• _EXTRACTED TEXT_:
***

Package 'BCRANK'

Title: Predicting binding site consensus from ranked DNA sequences
Description: Functions and classes for de novo prediction of transcription factor binding consensus by heuristic search
Authors: Adam Ameur <[email protected]>
Maintainer: Adam Ameur <[email protected]>
License: GPL-2
Version: 1.69.0
Built: 2024-12-19 02:51:14 UTC
Source: https://github.com/bioc/BCRANK

Help Index


BCRANK: predicting binding site consensus from ranked DNA sequences

Description

This function implements an algorithm for detection of short DNA sequences that are overrepresented in some part of the list. Starting from some initial consensus DNA sequence coded in IUPAC symbols, the method uses a heuristic search to improve the consensus until a local optimum is found. Individual predicted binding sites can be reported by the function matchingSites.

Usage

bcrank(fafile, startguesses=c(), restarts=10, length=10,
       reorderings=500, silent=FALSE, plot.progress=FALSE,
       do.search=TRUE, use.P1=FALSE, use.P2=TRUE, strip.desc=TRUE)

Arguments

fafile

a ranked fasta file containing DNA sequences.

startguesses

a character vector with consensus sequences in IUPAC coding to be used as starting sequences in the search. If empty, random start guesses will be generated.

restarts

number restarts of the algorithm when using random start guesses.

length

legth of random start guess.

***

[Point localization data]

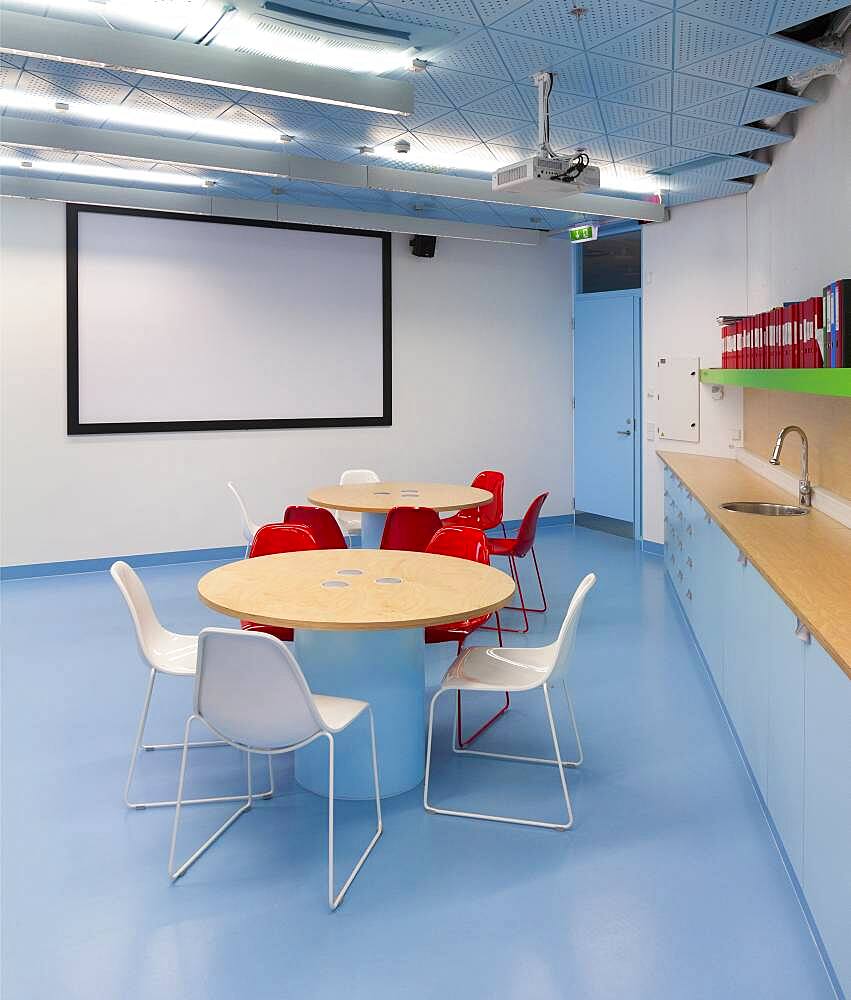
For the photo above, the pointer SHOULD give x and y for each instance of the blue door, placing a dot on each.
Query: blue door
(605, 349)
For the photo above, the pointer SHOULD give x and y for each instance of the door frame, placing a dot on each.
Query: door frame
(637, 394)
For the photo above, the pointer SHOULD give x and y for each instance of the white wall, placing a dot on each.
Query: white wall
(785, 239)
(481, 380)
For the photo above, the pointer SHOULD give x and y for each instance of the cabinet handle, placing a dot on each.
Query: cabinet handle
(802, 632)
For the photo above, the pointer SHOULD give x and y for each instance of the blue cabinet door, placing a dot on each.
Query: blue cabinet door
(827, 806)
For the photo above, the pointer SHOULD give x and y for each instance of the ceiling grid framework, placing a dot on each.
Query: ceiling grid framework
(641, 85)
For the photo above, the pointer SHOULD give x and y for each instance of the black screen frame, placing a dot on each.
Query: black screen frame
(75, 427)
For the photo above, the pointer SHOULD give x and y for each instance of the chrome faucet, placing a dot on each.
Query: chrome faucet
(805, 489)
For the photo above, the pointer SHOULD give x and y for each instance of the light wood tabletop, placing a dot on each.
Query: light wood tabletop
(355, 589)
(379, 498)
(807, 560)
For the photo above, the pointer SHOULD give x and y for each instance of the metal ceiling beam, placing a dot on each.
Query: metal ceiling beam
(216, 156)
(128, 51)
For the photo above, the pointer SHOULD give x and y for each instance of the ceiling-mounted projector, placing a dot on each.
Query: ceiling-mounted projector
(547, 174)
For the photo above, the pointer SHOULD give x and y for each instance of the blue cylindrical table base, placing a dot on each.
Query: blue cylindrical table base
(387, 669)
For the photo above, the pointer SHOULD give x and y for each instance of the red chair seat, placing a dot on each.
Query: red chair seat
(278, 631)
(501, 546)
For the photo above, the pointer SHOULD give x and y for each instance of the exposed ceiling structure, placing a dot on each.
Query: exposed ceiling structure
(666, 97)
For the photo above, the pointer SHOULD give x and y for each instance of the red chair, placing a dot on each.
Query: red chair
(489, 515)
(516, 548)
(410, 529)
(320, 522)
(463, 543)
(270, 540)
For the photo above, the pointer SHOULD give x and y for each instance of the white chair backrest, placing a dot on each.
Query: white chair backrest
(354, 476)
(562, 648)
(249, 528)
(250, 690)
(149, 631)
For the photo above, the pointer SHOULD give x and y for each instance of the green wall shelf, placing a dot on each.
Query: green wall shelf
(816, 381)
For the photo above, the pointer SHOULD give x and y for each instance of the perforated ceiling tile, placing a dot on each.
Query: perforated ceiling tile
(658, 130)
(790, 12)
(549, 20)
(691, 90)
(623, 147)
(722, 109)
(453, 124)
(490, 126)
(698, 39)
(506, 102)
(752, 15)
(474, 54)
(612, 75)
(721, 189)
(457, 10)
(766, 103)
(462, 88)
(620, 116)
(526, 56)
(761, 61)
(651, 44)
(586, 116)
(604, 21)
(737, 140)
(655, 94)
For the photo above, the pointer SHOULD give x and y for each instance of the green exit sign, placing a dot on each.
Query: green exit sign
(581, 234)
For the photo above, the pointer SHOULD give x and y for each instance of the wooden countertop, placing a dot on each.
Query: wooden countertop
(355, 589)
(807, 560)
(379, 498)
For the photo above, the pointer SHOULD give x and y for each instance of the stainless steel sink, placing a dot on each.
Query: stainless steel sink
(769, 509)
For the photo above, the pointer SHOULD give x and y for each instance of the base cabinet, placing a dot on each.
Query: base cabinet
(788, 700)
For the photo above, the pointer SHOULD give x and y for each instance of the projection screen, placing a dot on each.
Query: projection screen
(181, 322)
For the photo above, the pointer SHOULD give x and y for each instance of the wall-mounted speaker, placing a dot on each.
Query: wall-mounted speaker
(423, 246)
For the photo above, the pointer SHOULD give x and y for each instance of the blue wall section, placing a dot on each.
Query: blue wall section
(789, 705)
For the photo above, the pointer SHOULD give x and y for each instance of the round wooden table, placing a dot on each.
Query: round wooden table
(373, 500)
(359, 617)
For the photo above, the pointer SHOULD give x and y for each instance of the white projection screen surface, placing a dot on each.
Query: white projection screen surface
(196, 323)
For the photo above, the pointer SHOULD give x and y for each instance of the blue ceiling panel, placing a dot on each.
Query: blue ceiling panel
(691, 90)
(737, 140)
(613, 75)
(651, 44)
(603, 21)
(655, 94)
(657, 130)
(697, 39)
(543, 19)
(473, 54)
(765, 103)
(788, 13)
(722, 109)
(620, 116)
(525, 56)
(506, 102)
(753, 15)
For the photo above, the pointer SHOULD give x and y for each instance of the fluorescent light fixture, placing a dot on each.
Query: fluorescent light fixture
(171, 17)
(476, 160)
(613, 179)
(105, 173)
(154, 121)
(295, 41)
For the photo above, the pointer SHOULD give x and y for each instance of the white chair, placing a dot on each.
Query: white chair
(350, 520)
(250, 691)
(165, 653)
(249, 527)
(480, 668)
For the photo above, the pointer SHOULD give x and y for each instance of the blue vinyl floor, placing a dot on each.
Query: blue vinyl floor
(669, 885)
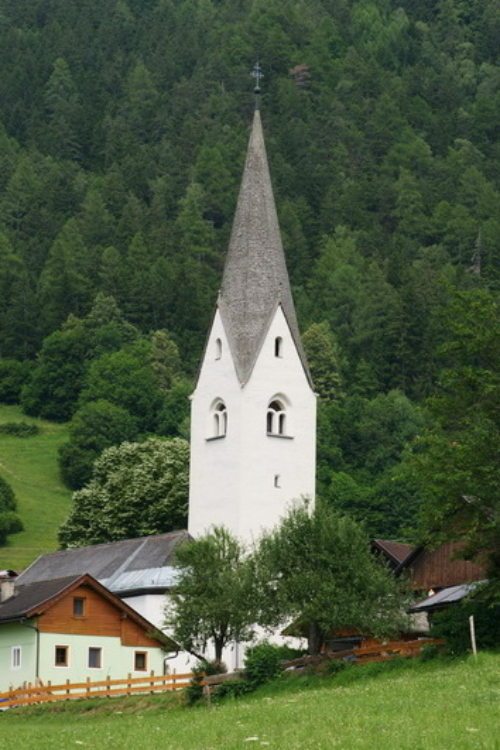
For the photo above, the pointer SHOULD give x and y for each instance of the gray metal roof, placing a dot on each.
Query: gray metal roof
(255, 280)
(446, 596)
(104, 561)
(26, 598)
(149, 579)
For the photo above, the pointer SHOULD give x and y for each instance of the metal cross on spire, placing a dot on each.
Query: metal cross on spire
(257, 74)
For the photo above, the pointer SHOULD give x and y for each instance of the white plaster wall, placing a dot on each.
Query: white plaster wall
(232, 479)
(215, 464)
(152, 607)
(293, 458)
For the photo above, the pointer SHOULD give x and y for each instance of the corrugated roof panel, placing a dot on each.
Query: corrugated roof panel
(149, 578)
(446, 596)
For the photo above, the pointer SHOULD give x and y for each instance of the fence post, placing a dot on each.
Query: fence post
(473, 635)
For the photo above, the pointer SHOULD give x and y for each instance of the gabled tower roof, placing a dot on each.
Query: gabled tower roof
(255, 280)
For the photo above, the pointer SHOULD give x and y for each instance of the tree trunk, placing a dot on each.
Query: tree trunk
(315, 638)
(219, 644)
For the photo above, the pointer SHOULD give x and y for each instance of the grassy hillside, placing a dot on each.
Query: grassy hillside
(30, 466)
(395, 706)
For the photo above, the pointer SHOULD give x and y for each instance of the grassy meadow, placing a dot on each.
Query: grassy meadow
(30, 467)
(396, 706)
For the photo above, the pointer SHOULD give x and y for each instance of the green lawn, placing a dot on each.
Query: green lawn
(30, 466)
(410, 706)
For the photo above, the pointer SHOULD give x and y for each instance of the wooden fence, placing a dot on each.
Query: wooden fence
(30, 694)
(372, 652)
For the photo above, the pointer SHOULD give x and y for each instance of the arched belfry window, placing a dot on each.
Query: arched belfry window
(218, 348)
(276, 418)
(219, 419)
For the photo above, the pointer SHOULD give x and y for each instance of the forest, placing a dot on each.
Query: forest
(123, 130)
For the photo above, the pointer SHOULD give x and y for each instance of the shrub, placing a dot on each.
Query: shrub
(194, 691)
(263, 662)
(452, 623)
(19, 429)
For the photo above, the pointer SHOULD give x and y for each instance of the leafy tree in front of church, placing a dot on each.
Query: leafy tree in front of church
(317, 568)
(95, 426)
(214, 601)
(136, 489)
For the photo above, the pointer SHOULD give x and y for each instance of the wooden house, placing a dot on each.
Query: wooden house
(74, 628)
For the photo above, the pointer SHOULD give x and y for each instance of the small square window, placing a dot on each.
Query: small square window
(140, 661)
(78, 606)
(16, 657)
(95, 657)
(61, 656)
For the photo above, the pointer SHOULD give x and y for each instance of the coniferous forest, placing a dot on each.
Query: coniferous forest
(123, 130)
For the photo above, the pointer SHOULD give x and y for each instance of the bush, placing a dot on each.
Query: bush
(13, 375)
(19, 429)
(452, 623)
(194, 691)
(264, 662)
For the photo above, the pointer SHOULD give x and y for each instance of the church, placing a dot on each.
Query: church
(253, 424)
(253, 411)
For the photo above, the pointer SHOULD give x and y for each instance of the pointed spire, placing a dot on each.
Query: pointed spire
(255, 279)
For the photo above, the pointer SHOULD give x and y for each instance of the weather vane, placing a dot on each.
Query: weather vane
(257, 74)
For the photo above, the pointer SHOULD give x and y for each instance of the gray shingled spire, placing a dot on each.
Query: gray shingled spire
(255, 279)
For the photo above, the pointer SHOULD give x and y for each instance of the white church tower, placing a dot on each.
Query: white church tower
(253, 417)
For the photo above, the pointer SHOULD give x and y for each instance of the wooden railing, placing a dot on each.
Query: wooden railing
(29, 693)
(392, 649)
(365, 654)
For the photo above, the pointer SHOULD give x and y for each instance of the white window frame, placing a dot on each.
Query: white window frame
(101, 651)
(68, 654)
(16, 653)
(219, 419)
(218, 348)
(276, 418)
(146, 661)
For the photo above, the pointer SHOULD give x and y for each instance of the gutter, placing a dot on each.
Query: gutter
(26, 624)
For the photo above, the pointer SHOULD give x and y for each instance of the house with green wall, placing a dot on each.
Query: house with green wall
(74, 628)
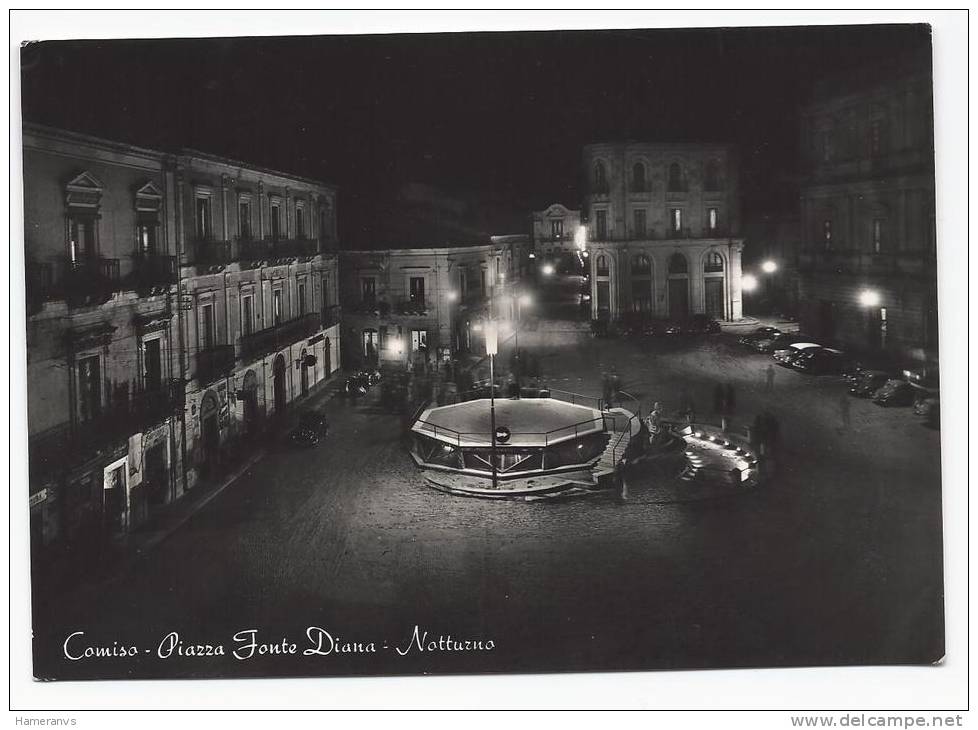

***

Pick up the BCRANK package documentation after its final line and continue writing it.

• _WRITTEN RESPONSE_:
reorderings

number of random reorderings of the DNA sequences performed when calculating score.

silent

reports progress status if FALSE.

plot.progress

if TRUE, the progress is displayed in a plot.

do.search

if FALSE, no search is performed. In that case the start guesses are assigned with scores and reported as results.

use.P1

Use penalty for bases other than A,C,G,T.

use.P2

Use penalty for motifs matching repetitive sequences.

strip.desc

Ignored (always treated as TRUE).

Value

The method returns an objcet of class BCRANKresult-class.

Author(s)

Adam Ameur, [email protected]

References

Ameur, A., Rada-Iglesias, A., Komorowski, J., Wadelius, C. Identification of candidate regulatory SNPs by combination of transcription factor binding site prediction, SNP genotyping and haploChIP. Nucleic Acids Res, 2009, 37(12):e85.

See Also

matchingSites, BCRANKresult-class

Examples

## Load example fasta file  
fastaFile <- system.file("Exfiles/USF1_small.fa", package = "BCRANK") 
## Run BCRANK
## Not run: BCRANKout <- bcrank(fastaFile, restarts=20)

## Show BCRANK results
toptable(BCRANKout)
## The top scoring result
topMotif <- toptable(BCRANKout,1)
## Plot BCRANK search path
plot(topMotif)
## Position Weight Matrix
pwm(topMotif, normalize=FALSE)

Class "BCRANKmatch"

Description

Holds the bcrank score for one IUPAC consensus sequence. Several objects of this class are collected in a BCRANKsearch-class object

Objects from the Class

Objects are not intended to be created directly but as a result from running bcrank.

Slots

consensus:

consensus sequence in IUPAC coding

bcrankScore:

bcrank score for the consensus

matchVec:

vector with 0's (no match) and 1's (match) of same length as the ranked DNA sequences

Methods

consensus

signature(object = "BCRANKmatch"): Returns the consensus sequence.

bcrankScore

signature(object = "BCRANKmatch"): Returns the bcrank score.

matchVector

signature(object = "BCRANKmatch"): Returns a vector with 0's (no match) and 1's (match) of same length and order as the ranked DNA sequences.

Author(s)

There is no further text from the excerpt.